◆ **PROVIDED TEXT**:
PDA

View Full Version : filter press pump



jasonl6
05-11-2010, 07:43 AM
Anyone know what kinda of pump is used on the filter presses? How many psi and the gpm? Looking at making a press and can't find that info. Maybe more specificly what are the commercial units using.


Thanks
jason

Haynes Forest Products
05-11-2010, 08:09 AM
They use a bronze Oberdorfer pump that is 1/2 ports . You can find them on Ebay under gear pumps. Expect to pay $300.00 for them. When it comes to gear pumps pressure is dependent on HP and HP depends on pully ratio and the motor. Same as GPM its pump size and pully ratio.

Haynes Forest Products
05-11-2010, 08:16 AM
Ebay has a few pumps but they have 1/4" ports and thats to small. You will see some that have pressure relief bypass valves on them. The bypass just adds cost and isnt needed. I think The filter aid raises heck with the bypass so i would not get one. Teel also makes a gear type and Dayton (Grainger)

You dont want aluminum or cast.

TF Maple
05-11-2010, 08:40 AM
I Googled pumps and only found one that gave specifications. Filters 2 gallons per minute, 1/3 HP. 1725 RPM gear pump for 7 in filter press. I see Atkinson's in Canada has a used 1/2 inch gear pump for $135. Most maple supply places have them so you can check their sites to find a pump model, then check auction sites for a similar pump.

802maple
05-11-2010, 08:42 AM
Also pump that will create more than 60lbs will most likely blow paper filters. I should rephrase that when your papers create more than 60lbs they will blow.

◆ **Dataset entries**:

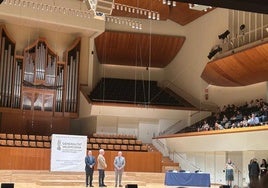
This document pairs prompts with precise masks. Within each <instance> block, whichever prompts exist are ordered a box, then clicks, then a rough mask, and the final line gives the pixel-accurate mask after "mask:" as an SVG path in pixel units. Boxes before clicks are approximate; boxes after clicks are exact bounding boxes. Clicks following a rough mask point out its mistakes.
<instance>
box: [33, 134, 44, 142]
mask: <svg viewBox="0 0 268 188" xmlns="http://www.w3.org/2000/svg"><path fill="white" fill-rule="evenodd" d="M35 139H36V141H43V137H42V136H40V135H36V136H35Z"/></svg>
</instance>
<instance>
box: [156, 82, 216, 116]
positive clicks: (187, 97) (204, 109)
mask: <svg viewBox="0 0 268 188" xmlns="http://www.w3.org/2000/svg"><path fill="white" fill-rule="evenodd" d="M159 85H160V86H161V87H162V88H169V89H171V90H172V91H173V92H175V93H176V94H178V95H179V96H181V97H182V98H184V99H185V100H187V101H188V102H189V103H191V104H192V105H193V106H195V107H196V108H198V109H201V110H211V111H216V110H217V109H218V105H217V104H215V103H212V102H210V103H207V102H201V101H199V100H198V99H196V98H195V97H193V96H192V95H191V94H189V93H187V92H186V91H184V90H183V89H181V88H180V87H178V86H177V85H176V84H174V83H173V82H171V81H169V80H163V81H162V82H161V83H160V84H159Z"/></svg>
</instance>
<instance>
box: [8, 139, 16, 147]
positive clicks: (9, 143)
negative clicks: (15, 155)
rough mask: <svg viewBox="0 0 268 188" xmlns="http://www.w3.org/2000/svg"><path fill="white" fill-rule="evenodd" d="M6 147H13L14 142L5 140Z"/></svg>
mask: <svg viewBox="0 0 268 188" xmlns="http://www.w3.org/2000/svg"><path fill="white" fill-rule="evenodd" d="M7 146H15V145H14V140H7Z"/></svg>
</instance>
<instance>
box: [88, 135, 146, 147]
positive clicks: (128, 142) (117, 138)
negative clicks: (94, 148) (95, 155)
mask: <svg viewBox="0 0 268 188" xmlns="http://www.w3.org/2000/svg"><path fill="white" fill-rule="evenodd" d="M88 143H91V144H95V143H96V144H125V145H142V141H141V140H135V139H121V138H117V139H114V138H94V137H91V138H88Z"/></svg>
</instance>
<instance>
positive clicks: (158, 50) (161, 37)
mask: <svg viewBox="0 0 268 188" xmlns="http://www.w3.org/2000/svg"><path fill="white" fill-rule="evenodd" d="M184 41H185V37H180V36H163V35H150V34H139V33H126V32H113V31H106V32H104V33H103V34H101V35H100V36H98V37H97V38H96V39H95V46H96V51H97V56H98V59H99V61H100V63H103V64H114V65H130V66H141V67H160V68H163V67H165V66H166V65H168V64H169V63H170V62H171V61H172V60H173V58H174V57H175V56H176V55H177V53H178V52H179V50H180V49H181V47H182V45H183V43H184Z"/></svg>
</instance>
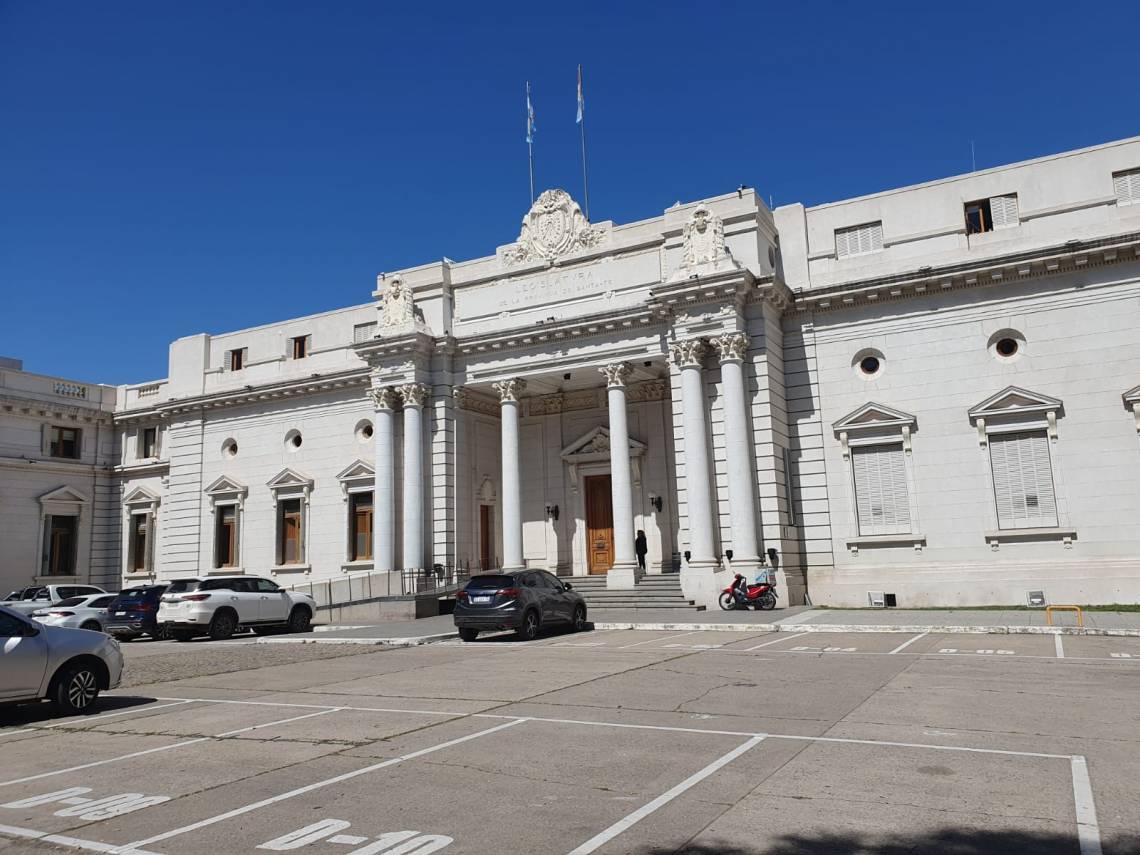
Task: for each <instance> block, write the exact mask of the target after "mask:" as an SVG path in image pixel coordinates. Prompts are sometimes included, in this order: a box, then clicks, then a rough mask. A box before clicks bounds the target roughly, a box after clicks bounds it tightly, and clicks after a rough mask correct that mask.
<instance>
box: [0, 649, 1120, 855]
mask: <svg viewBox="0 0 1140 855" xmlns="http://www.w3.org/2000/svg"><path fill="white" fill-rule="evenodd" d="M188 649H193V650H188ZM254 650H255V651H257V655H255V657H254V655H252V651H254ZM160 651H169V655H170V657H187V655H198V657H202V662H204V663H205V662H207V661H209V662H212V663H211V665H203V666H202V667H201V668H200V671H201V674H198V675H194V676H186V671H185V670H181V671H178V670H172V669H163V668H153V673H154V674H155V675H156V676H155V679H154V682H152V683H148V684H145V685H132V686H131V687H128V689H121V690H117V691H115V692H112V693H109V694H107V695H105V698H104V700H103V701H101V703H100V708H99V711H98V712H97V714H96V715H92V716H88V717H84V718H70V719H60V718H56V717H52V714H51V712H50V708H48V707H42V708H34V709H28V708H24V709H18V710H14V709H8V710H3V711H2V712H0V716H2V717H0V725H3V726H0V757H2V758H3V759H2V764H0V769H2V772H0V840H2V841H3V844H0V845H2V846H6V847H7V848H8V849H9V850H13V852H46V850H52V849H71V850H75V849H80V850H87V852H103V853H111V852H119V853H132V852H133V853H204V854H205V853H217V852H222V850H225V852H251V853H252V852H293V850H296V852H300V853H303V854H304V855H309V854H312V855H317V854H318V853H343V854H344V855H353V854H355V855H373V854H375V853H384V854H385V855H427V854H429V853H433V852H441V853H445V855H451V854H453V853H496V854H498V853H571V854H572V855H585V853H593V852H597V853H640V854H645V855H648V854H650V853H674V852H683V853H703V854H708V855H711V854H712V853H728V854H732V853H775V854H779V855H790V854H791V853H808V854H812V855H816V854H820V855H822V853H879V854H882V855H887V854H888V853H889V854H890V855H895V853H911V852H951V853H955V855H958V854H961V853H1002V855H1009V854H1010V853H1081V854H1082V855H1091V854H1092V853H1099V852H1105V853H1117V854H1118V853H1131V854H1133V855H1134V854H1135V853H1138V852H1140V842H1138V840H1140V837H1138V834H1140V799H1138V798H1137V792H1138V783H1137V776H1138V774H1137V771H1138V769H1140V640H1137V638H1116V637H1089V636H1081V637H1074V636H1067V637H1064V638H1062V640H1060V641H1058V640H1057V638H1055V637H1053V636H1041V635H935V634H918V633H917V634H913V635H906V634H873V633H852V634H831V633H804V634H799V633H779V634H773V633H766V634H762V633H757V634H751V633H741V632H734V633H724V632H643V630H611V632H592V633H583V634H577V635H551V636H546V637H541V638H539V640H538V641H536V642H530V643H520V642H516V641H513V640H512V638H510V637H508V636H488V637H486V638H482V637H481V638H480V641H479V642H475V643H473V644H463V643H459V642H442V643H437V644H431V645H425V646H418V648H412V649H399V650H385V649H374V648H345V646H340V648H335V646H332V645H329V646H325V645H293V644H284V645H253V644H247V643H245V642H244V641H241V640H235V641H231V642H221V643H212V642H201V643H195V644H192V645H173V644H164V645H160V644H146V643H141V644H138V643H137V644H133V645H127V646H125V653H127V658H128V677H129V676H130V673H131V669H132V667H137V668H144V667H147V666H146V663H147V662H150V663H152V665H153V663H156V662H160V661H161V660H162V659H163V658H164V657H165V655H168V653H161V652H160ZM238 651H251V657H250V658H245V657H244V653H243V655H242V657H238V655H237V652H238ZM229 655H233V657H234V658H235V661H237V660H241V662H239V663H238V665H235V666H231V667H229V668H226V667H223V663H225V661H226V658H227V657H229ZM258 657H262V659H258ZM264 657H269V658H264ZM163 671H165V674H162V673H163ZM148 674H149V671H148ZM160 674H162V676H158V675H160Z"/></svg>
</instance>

◆ **USING THE INFORMATION**:
**A)** In the filter press pump thread, which port size does Haynes Forest Products call too small?
**B)** Gather every line of the records that contains the string "before".

◆ **RESULTS FOR EACH TASK**:
**A)** 1/4" ports.

**B)**
This document pairs prompts with precise masks. Within each <instance> block, whichever prompts exist are ordered a box, then clicks, then a rough mask, and the final line gives the pixel-accurate mask after "mask:" as an SVG path in pixel units. Boxes before clicks are approximate; boxes after clicks are exact bounding boxes. Clicks following a rough mask point out its mistakes.
Task: for each <instance> block, write the exact mask of the target after "mask:" as an SVG path in image pixel coordinates. Prompts are sometimes included, in this order: a box, then clicks, then a rough mask. A box before clicks bounds the target roughly, a box after clicks bounds it tightly, and clicks after a rough mask correct that mask.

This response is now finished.